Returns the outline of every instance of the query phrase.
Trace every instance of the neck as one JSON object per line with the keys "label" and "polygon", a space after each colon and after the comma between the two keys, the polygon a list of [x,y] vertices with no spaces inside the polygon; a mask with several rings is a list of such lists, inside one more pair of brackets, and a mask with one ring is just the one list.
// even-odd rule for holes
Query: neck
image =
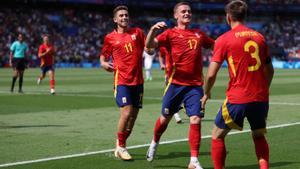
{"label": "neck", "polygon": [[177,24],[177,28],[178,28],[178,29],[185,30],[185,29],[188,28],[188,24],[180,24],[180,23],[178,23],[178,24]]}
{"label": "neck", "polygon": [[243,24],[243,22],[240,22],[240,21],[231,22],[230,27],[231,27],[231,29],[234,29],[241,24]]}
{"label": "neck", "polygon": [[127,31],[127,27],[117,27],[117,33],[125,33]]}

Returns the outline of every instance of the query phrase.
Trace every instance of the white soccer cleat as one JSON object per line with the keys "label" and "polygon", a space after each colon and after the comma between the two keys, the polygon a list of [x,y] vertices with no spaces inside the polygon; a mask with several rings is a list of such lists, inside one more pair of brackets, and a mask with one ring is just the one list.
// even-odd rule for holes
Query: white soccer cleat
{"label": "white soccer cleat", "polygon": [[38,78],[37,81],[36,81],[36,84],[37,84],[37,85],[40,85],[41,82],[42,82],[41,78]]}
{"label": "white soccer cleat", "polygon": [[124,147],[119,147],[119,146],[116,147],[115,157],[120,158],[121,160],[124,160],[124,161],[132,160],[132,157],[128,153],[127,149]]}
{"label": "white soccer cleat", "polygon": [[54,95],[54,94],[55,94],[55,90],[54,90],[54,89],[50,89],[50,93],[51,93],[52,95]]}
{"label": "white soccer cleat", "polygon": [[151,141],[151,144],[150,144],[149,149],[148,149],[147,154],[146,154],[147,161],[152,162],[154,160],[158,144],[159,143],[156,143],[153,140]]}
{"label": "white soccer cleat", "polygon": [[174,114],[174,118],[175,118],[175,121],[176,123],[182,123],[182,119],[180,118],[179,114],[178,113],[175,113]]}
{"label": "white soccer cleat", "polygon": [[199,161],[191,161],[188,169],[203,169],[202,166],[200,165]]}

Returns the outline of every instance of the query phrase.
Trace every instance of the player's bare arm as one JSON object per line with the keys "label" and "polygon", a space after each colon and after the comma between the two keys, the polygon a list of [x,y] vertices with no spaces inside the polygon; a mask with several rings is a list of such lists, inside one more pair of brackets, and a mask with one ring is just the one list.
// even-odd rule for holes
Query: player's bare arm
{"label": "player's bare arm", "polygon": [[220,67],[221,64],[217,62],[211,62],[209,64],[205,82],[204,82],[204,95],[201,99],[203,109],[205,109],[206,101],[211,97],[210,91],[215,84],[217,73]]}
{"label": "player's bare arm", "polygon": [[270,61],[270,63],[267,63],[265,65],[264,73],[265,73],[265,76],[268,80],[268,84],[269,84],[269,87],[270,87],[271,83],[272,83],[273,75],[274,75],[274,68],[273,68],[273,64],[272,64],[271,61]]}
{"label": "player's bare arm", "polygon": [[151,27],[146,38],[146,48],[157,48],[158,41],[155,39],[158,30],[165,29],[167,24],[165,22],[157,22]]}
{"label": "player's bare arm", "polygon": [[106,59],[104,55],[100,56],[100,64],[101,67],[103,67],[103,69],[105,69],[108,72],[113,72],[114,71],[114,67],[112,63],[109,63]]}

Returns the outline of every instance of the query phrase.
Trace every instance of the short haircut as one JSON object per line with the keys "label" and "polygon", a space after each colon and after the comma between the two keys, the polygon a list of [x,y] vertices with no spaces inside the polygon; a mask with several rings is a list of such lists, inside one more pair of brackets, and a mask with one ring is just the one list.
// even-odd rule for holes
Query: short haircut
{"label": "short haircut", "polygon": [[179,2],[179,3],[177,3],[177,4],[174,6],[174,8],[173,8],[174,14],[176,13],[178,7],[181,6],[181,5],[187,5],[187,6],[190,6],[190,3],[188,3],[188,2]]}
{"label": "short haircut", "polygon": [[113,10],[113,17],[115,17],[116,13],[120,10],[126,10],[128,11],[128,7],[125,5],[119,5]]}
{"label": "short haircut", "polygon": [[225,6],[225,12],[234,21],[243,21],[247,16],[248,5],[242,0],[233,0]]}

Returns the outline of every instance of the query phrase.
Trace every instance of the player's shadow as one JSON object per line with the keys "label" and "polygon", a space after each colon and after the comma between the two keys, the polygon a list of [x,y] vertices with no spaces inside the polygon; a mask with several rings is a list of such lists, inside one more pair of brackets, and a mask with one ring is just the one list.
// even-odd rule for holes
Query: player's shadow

DIRECTIONS FOR THIS TASK
Turn every line of the rows above into a JSON list of strings, one string per line, with blank lines and the pictures left out.

SOLUTION FOR THIS TASK
[
  "Returns the outline of every instance of the query phrase.",
  "Trace every instance of the neck as one JSON object per line with the keys \"label\" and \"polygon\", a space after each colon and after the comma between the two keys, the polygon a list of [x,y] vertices with no spaces inside the polygon; a mask with several rings is a list of such lists, inside one more pair of brackets, and a mask with one ring is just the one list.",
  "// even-odd rule for holes",
  "Query: neck",
  "image =",
  "{\"label\": \"neck\", \"polygon\": [[177,24],[177,28],[178,28],[178,29],[185,30],[185,29],[188,28],[188,24],[180,24],[180,23],[178,23],[178,24]]}",
  "{\"label\": \"neck\", \"polygon\": [[243,24],[243,22],[240,22],[240,21],[231,22],[230,27],[231,27],[231,29],[234,29],[241,24]]}",
  "{\"label\": \"neck\", \"polygon\": [[127,31],[127,27],[117,27],[117,33],[125,33]]}",
  "Returns the outline of every instance of the query phrase.",
  "Trace every instance of the white soccer cleat as one JSON object per line with the keys \"label\" and \"polygon\", a space after each colon and after the comma between the two keys, the polygon a list of [x,y] vertices with no spaces inside the polygon; a mask with several rings is a list of such lists, inside one more pair of brackets, and a mask with one ring is just the one list.",
  "// even-odd rule for holes",
  "Query: white soccer cleat",
  "{\"label\": \"white soccer cleat\", \"polygon\": [[38,78],[37,81],[36,81],[36,84],[37,84],[37,85],[40,85],[41,82],[42,82],[41,78]]}",
  "{\"label\": \"white soccer cleat\", \"polygon\": [[124,147],[119,147],[119,146],[116,147],[115,157],[120,158],[121,160],[124,160],[124,161],[132,160],[132,157],[128,153],[127,149]]}",
  "{\"label\": \"white soccer cleat\", \"polygon\": [[54,95],[54,94],[55,94],[55,90],[54,90],[54,89],[50,89],[50,93],[51,93],[52,95]]}",
  "{\"label\": \"white soccer cleat\", \"polygon\": [[151,141],[151,144],[150,144],[149,149],[148,149],[147,154],[146,154],[147,161],[152,162],[154,160],[158,144],[159,143],[156,143],[153,140]]}",
  "{\"label\": \"white soccer cleat\", \"polygon\": [[174,114],[174,118],[175,118],[175,121],[176,123],[182,123],[182,119],[180,118],[179,114],[178,113],[175,113]]}",
  "{\"label\": \"white soccer cleat\", \"polygon\": [[199,161],[191,161],[188,169],[203,169],[202,166],[200,165]]}",
  "Returns the outline of every instance of the query phrase.",
  "Trace every instance of the player's bare arm as one JSON object per line with the keys \"label\" and \"polygon\", a space after each colon and after the comma between the two keys, the polygon a list of [x,y] vertices with no spaces inside the polygon; a mask with several rings is a list of such lists, inside one more pair of brackets, and a mask with one ring is just the one list.",
  "// even-odd rule for holes",
  "Query: player's bare arm",
  "{\"label\": \"player's bare arm\", \"polygon\": [[220,67],[221,64],[217,62],[211,62],[209,64],[205,82],[204,82],[204,95],[201,99],[203,109],[205,109],[206,101],[211,97],[210,91],[215,84],[217,73]]}",
  "{\"label\": \"player's bare arm\", \"polygon\": [[270,61],[270,63],[267,63],[265,65],[264,73],[265,73],[265,76],[268,80],[268,84],[269,84],[269,87],[270,87],[271,83],[272,83],[273,75],[274,75],[274,68],[273,68],[273,64],[272,64],[271,61]]}",
  "{\"label\": \"player's bare arm\", \"polygon\": [[151,27],[146,38],[146,48],[157,48],[158,41],[155,39],[158,30],[165,29],[167,24],[165,22],[157,22]]}",
  "{\"label\": \"player's bare arm\", \"polygon\": [[106,59],[104,55],[100,56],[100,64],[101,67],[103,67],[103,69],[105,69],[108,72],[113,72],[114,71],[114,67],[112,63],[109,63]]}",
  "Returns the outline of every instance of the query phrase.",
  "Trace every instance of the short haircut as one JSON object per line with the keys \"label\" and \"polygon\", a space after each colon and after the comma between the two keys, the polygon a list of [x,y] vertices with no spaces inside the polygon; a mask with several rings is a list of such lists, inside one more pair of brackets, and a mask with one ring is just the one list.",
  "// even-odd rule for holes",
  "Query: short haircut",
  "{\"label\": \"short haircut\", \"polygon\": [[179,2],[179,3],[177,3],[177,4],[174,6],[174,8],[173,8],[174,14],[176,13],[178,7],[181,6],[181,5],[187,5],[187,6],[190,6],[190,3],[188,3],[188,2]]}",
  "{\"label\": \"short haircut\", \"polygon\": [[113,10],[113,17],[115,17],[116,13],[120,10],[126,10],[128,11],[128,7],[125,5],[119,5]]}",
  "{\"label\": \"short haircut\", \"polygon\": [[225,6],[225,12],[234,21],[243,21],[247,16],[248,5],[242,0],[233,0]]}",
  "Returns the outline of every instance of the query phrase.",
  "Trace every instance of the player's shadow as one JSON object per line with the keys \"label\" and \"polygon\", a space after each colon and after the comma between the two keys, the polygon a list of [x,y] vertices with no spaces inside the polygon; a mask with several rings is a list of such lists, inside one more pair of brackets, and a mask with one ring is just the one list.",
  "// even-odd rule for holes",
  "Query: player's shadow"
]